Records:
========================================================================
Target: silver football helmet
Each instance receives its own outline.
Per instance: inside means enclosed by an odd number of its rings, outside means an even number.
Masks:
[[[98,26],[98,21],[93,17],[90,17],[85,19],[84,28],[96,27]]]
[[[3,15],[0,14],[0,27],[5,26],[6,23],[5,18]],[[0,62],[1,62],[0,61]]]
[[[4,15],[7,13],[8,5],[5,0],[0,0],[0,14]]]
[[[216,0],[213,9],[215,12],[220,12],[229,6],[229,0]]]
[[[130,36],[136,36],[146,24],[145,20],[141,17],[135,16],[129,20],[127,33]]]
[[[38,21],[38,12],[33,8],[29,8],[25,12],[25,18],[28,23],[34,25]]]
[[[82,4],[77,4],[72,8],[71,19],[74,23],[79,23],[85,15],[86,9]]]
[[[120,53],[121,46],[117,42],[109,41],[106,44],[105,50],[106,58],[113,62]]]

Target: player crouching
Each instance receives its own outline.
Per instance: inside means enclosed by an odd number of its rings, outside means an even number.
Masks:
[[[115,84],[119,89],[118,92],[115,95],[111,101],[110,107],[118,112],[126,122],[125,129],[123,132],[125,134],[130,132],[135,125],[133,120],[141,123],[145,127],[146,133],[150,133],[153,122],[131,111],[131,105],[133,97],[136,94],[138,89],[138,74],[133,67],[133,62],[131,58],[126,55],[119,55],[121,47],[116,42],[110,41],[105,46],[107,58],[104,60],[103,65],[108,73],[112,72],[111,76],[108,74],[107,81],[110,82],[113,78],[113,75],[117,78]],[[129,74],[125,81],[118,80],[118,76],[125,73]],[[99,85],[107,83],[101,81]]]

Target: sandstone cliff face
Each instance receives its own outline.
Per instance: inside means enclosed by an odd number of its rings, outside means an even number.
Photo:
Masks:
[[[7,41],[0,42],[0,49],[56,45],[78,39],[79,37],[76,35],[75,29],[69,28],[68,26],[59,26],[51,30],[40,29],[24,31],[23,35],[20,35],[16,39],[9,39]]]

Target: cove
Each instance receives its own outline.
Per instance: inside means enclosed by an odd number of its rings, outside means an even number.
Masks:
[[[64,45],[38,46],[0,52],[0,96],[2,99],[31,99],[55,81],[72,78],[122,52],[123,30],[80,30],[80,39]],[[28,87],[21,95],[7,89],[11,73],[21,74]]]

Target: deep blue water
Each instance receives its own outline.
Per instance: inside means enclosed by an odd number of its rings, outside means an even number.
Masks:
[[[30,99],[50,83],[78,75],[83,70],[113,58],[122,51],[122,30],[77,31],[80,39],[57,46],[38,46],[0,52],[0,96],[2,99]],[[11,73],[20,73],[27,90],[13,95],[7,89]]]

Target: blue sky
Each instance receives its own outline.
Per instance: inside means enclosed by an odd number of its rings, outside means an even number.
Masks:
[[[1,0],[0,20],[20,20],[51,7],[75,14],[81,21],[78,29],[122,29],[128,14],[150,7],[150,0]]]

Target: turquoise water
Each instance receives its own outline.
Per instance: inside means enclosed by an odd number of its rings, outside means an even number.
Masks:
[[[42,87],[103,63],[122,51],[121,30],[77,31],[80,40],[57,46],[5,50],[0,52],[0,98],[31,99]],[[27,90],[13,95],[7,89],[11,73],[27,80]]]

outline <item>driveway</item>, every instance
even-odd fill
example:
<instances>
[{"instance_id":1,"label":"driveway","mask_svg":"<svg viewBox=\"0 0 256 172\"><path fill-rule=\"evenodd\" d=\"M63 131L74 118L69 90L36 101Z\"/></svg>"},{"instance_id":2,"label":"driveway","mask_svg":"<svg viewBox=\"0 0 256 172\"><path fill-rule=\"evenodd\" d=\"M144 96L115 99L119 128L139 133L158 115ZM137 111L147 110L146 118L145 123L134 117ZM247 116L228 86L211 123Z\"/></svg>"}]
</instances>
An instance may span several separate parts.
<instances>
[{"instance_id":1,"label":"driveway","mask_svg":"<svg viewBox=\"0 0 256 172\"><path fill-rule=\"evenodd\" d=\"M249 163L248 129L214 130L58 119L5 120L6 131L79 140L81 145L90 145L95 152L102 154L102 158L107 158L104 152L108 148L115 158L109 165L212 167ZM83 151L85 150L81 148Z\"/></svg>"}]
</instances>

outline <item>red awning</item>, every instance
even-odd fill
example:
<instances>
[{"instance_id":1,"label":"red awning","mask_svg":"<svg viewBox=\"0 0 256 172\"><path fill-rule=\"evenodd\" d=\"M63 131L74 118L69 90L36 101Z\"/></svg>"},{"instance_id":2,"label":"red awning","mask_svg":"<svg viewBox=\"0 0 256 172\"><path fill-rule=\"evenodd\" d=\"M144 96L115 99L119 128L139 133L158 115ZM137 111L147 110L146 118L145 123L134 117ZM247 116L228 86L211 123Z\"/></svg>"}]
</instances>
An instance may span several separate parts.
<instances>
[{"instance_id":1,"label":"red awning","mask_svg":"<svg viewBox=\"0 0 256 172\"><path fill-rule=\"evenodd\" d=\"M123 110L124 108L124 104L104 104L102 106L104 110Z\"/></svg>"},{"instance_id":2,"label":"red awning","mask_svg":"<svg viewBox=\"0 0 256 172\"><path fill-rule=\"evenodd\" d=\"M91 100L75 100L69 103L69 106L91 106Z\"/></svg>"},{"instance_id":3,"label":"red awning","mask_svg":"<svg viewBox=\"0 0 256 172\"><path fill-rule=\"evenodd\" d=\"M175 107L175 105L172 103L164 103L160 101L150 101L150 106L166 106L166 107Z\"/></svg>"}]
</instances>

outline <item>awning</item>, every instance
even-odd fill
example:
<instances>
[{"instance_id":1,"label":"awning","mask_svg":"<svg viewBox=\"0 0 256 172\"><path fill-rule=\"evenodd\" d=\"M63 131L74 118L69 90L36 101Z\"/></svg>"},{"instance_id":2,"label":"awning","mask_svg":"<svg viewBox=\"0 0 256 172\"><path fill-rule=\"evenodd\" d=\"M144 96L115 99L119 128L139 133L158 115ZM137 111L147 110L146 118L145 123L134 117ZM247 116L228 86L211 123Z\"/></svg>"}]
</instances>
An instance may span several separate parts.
========================================================================
## Request
Copy the records above line for line, exactly as they appear, from the first one to the last.

## Solved problem
Target: silver football helmet
Each instance receives its own outline.
Per instance: inside means enclosed by an odd number of its rings, outside means an even number.
Masks:
[[[98,26],[98,21],[93,17],[90,17],[85,19],[84,28],[96,27]]]
[[[3,15],[0,14],[0,27],[5,26],[6,23],[5,18]],[[0,62],[1,62],[0,61]]]
[[[4,15],[7,13],[8,5],[5,0],[0,0],[0,14]]]
[[[216,0],[213,9],[215,12],[220,12],[229,6],[229,0]]]
[[[130,36],[136,36],[146,24],[145,20],[141,17],[135,16],[129,20],[127,33]]]
[[[38,21],[38,12],[33,8],[29,8],[25,12],[25,18],[28,23],[34,25]]]
[[[82,4],[77,4],[72,8],[71,19],[74,23],[79,23],[85,15],[86,9]]]
[[[120,53],[121,46],[117,42],[109,41],[106,44],[105,50],[106,58],[113,62]]]

Target: player crouching
Each instance receives its own outline.
Per instance: inside means enclosed by an odd number of its rings, outside means an even number.
Masks:
[[[115,84],[119,89],[118,92],[115,95],[111,101],[110,107],[118,112],[126,122],[125,129],[123,132],[125,134],[130,132],[135,125],[133,120],[141,123],[145,127],[146,133],[150,133],[153,122],[131,111],[131,105],[133,97],[136,94],[138,89],[138,74],[133,67],[133,62],[131,58],[126,55],[119,55],[121,47],[116,42],[110,41],[105,46],[107,58],[104,60],[103,65],[108,73],[112,72],[111,76],[108,74],[107,81],[110,82],[113,78],[113,75],[117,78]],[[129,74],[125,81],[118,80],[118,76],[125,73]],[[99,85],[107,83],[101,81]]]

Target: sandstone cliff face
Each instance receives its own outline.
Per instance: inside means enclosed by an odd number of its rings, outside means an even number.
Photo:
Masks:
[[[7,41],[0,42],[0,49],[56,45],[78,39],[79,37],[76,35],[75,29],[69,28],[68,26],[59,26],[51,30],[40,29],[24,31],[23,35],[20,35],[16,39],[9,39]]]

Target: cove
Each instance receives its own outline.
Per instance: inside means enclosed by an odd number of its rings, outside means an even number.
Masks:
[[[64,45],[38,46],[0,52],[0,96],[2,99],[31,99],[55,81],[72,78],[122,52],[123,30],[80,30],[80,39]],[[28,87],[21,95],[7,89],[11,73],[21,74]]]

Target: deep blue water
Each instance receives its own outline.
Per instance: inside means enclosed by an odd number of its rings, outside means an even number.
Masks:
[[[30,99],[50,83],[78,75],[83,70],[113,58],[122,51],[122,30],[77,31],[80,39],[57,46],[38,46],[0,52],[0,96],[2,99]],[[11,73],[20,73],[27,90],[13,95],[7,89]]]

Target: blue sky
Each instance receives its own outline.
Per instance: inside means enclosed by an odd number of its rings, outside means an even number.
Masks:
[[[1,0],[0,20],[20,20],[51,7],[75,14],[81,21],[78,29],[122,29],[128,14],[150,7],[150,0]]]

Target: turquoise water
Each instance receives its own outline.
Per instance: inside means enclosed by an odd number of its rings, outside means an even number.
Masks:
[[[42,87],[103,63],[122,51],[121,30],[77,31],[80,40],[57,46],[5,50],[0,52],[0,98],[31,99]],[[27,90],[13,95],[7,89],[11,73],[27,80]]]

outline <item>driveway</item>, every instance
even-odd fill
example:
<instances>
[{"instance_id":1,"label":"driveway","mask_svg":"<svg viewBox=\"0 0 256 172\"><path fill-rule=\"evenodd\" d=\"M63 131L74 118L69 90L36 101Z\"/></svg>"},{"instance_id":2,"label":"driveway","mask_svg":"<svg viewBox=\"0 0 256 172\"><path fill-rule=\"evenodd\" d=\"M144 96L115 99L119 128L139 133L158 115ZM137 111L147 110L146 118L145 123L134 117ZM247 116L228 86L211 123Z\"/></svg>"}]
</instances>
An instance may span several separate parts.
<instances>
[{"instance_id":1,"label":"driveway","mask_svg":"<svg viewBox=\"0 0 256 172\"><path fill-rule=\"evenodd\" d=\"M249 163L248 129L214 130L58 119L5 120L6 131L79 140L81 145L90 145L95 152L102 154L102 158L107 158L104 152L108 148L115 158L109 165L212 167ZM83 151L85 150L81 148Z\"/></svg>"}]
</instances>

outline <item>red awning</item>, every instance
even-odd fill
example:
<instances>
[{"instance_id":1,"label":"red awning","mask_svg":"<svg viewBox=\"0 0 256 172\"><path fill-rule=\"evenodd\" d=\"M63 131L74 118L69 90L36 101Z\"/></svg>"},{"instance_id":2,"label":"red awning","mask_svg":"<svg viewBox=\"0 0 256 172\"><path fill-rule=\"evenodd\" d=\"M144 96L115 99L119 128L139 133L158 115ZM137 111L147 110L146 118L145 123L134 117ZM247 116L228 86L211 123Z\"/></svg>"}]
</instances>
An instance may span several separate parts.
<instances>
[{"instance_id":1,"label":"red awning","mask_svg":"<svg viewBox=\"0 0 256 172\"><path fill-rule=\"evenodd\" d=\"M123 110L124 108L124 104L104 104L102 106L104 110Z\"/></svg>"},{"instance_id":2,"label":"red awning","mask_svg":"<svg viewBox=\"0 0 256 172\"><path fill-rule=\"evenodd\" d=\"M91 100L75 100L69 103L69 106L91 106Z\"/></svg>"},{"instance_id":3,"label":"red awning","mask_svg":"<svg viewBox=\"0 0 256 172\"><path fill-rule=\"evenodd\" d=\"M175 107L175 105L172 103L164 103L160 101L150 101L150 106L166 106L166 107Z\"/></svg>"}]
</instances>

outline <item>awning</item>, every instance
even-odd fill
example:
<instances>
[{"instance_id":1,"label":"awning","mask_svg":"<svg viewBox=\"0 0 256 172\"><path fill-rule=\"evenodd\" d=\"M63 131L74 118L69 90L36 101Z\"/></svg>"},{"instance_id":2,"label":"awning","mask_svg":"<svg viewBox=\"0 0 256 172\"><path fill-rule=\"evenodd\" d=\"M144 96L115 99L119 128L139 133L158 115ZM137 111L147 110L146 118L145 123L134 117ZM247 116L228 86L211 123Z\"/></svg>"}]
</instances>
An instance may span several separate parts.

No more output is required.